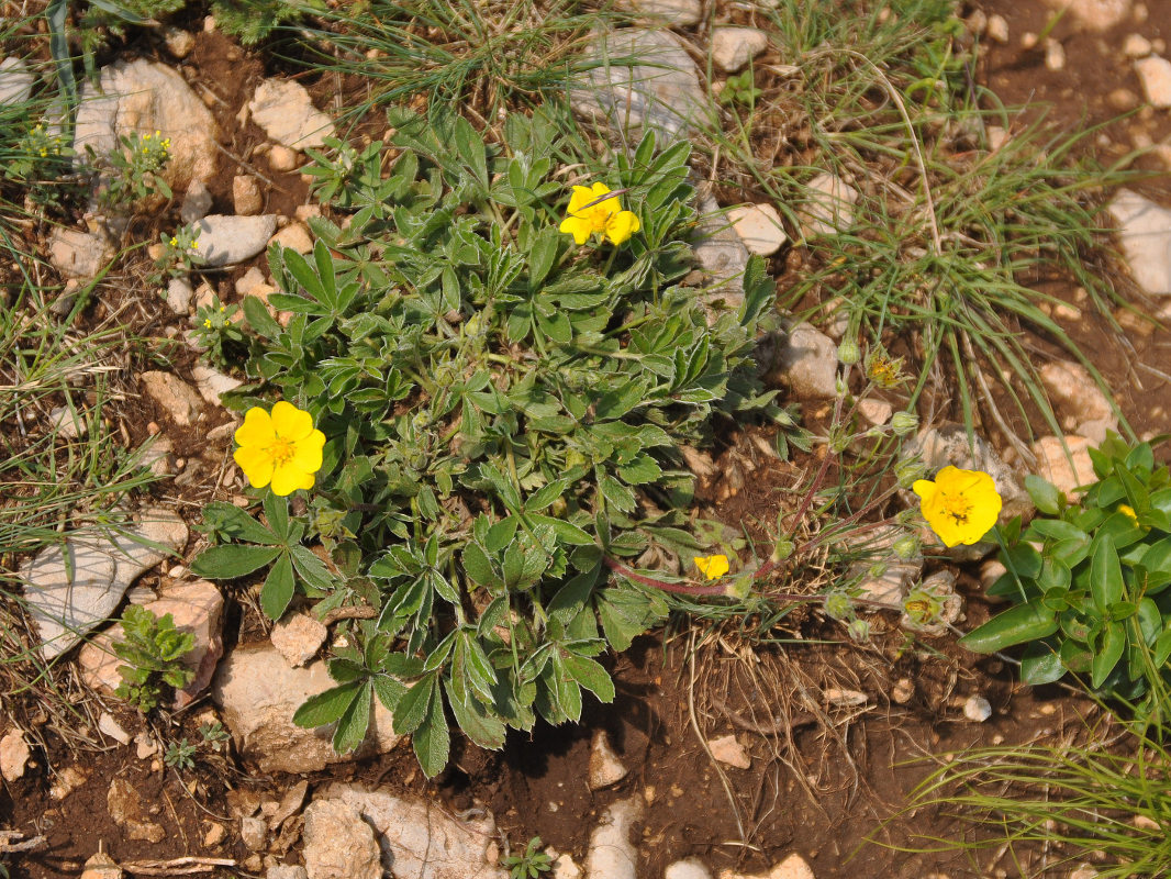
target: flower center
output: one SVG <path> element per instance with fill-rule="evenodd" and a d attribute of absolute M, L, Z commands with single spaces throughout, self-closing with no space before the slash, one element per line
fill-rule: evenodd
<path fill-rule="evenodd" d="M 972 502 L 963 495 L 943 495 L 944 516 L 951 516 L 957 525 L 966 525 L 967 517 L 972 512 Z"/>
<path fill-rule="evenodd" d="M 293 443 L 280 436 L 273 440 L 272 445 L 268 447 L 268 454 L 273 458 L 274 466 L 283 466 L 285 464 L 288 464 L 293 459 L 293 454 L 295 451 L 296 450 L 294 449 Z"/>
• • • •
* Stated problem
Update the records by replacing "flower center" with "flower bud" and changing nothing else, and leave the pictures out of your answer.

* Complete answer
target: flower bud
output: one SVG <path> element per instance with fill-rule="evenodd" and a d attribute of absolute M, L, Z commands with single spaces throughout, self-closing with no space before the slash, one element per line
fill-rule: evenodd
<path fill-rule="evenodd" d="M 972 502 L 963 495 L 943 495 L 944 516 L 951 516 L 957 525 L 966 525 L 967 517 L 972 512 Z"/>
<path fill-rule="evenodd" d="M 293 443 L 280 436 L 273 440 L 272 445 L 268 447 L 268 454 L 273 458 L 274 466 L 283 466 L 285 464 L 288 464 L 293 459 L 293 454 L 295 451 L 296 450 L 294 449 Z"/>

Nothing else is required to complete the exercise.